● BRIEF:
In the copy you make of the entries, no picture should appear, and every word must match.

● DATA:
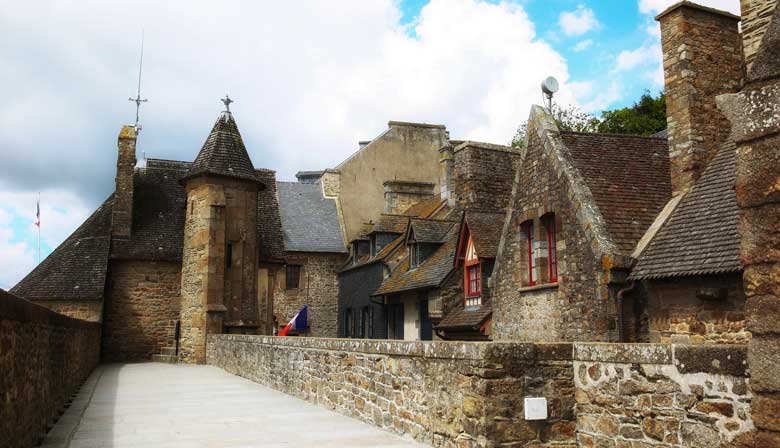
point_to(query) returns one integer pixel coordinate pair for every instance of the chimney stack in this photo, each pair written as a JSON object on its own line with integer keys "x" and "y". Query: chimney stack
{"x": 702, "y": 57}
{"x": 122, "y": 210}
{"x": 401, "y": 194}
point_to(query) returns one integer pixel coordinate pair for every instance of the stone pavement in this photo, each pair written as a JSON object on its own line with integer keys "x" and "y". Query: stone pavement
{"x": 161, "y": 405}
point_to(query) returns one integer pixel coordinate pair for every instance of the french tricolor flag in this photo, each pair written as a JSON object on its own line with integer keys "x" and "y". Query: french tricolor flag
{"x": 298, "y": 322}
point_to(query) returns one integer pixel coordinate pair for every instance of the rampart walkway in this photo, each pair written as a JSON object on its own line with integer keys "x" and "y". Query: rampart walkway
{"x": 159, "y": 405}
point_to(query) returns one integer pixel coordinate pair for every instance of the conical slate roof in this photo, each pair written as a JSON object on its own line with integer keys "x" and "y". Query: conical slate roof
{"x": 223, "y": 154}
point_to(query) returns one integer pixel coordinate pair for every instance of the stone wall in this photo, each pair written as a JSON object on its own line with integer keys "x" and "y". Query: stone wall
{"x": 755, "y": 20}
{"x": 696, "y": 310}
{"x": 318, "y": 288}
{"x": 576, "y": 307}
{"x": 442, "y": 393}
{"x": 702, "y": 52}
{"x": 91, "y": 310}
{"x": 44, "y": 358}
{"x": 652, "y": 395}
{"x": 141, "y": 309}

● RESPONSE TO THE EXERCISE:
point_to(query) returns one integer pixel coordinate pair for every instance of the chimney stack in this photo, each pair written as a JSON object on its own line with integer keys "x" and "y". Query: chimney stack
{"x": 702, "y": 57}
{"x": 122, "y": 210}
{"x": 401, "y": 194}
point_to(query) returns one integer pixel coordinate pair for every instance of the stone pavement in this photo, each pair written as a JSON object on its own line with integer keys "x" and "y". Query: stone pavement
{"x": 161, "y": 405}
point_to(query) returns one integer pixel coordinate pair for every instance of the french tricolor flag in this photo, each pair written as a JSON object on its own line with integer keys "x" and "y". Query: french tricolor flag
{"x": 298, "y": 322}
point_to(query) returns one integer pixel coordinate pair for every instance of the rampart walkway in this photo, each pair written as a JSON object on its own line with integer keys "x" and "y". Query: rampart walkway
{"x": 159, "y": 405}
point_to(query) returns one integer pixel coordinate pair for every instance of the conical slate roof in this photo, each pair written as a JSON object on its own line with integer keys "x" and "y". Query: conical slate roof
{"x": 223, "y": 154}
point_to(query) returns one integer pixel coordinate pair for every instance of the stone wall in this photo, each pair written as a JSON object on its own line with integer keys "x" and "y". Query: stone wall
{"x": 755, "y": 20}
{"x": 696, "y": 310}
{"x": 318, "y": 288}
{"x": 576, "y": 307}
{"x": 442, "y": 393}
{"x": 702, "y": 52}
{"x": 91, "y": 310}
{"x": 44, "y": 358}
{"x": 652, "y": 395}
{"x": 141, "y": 309}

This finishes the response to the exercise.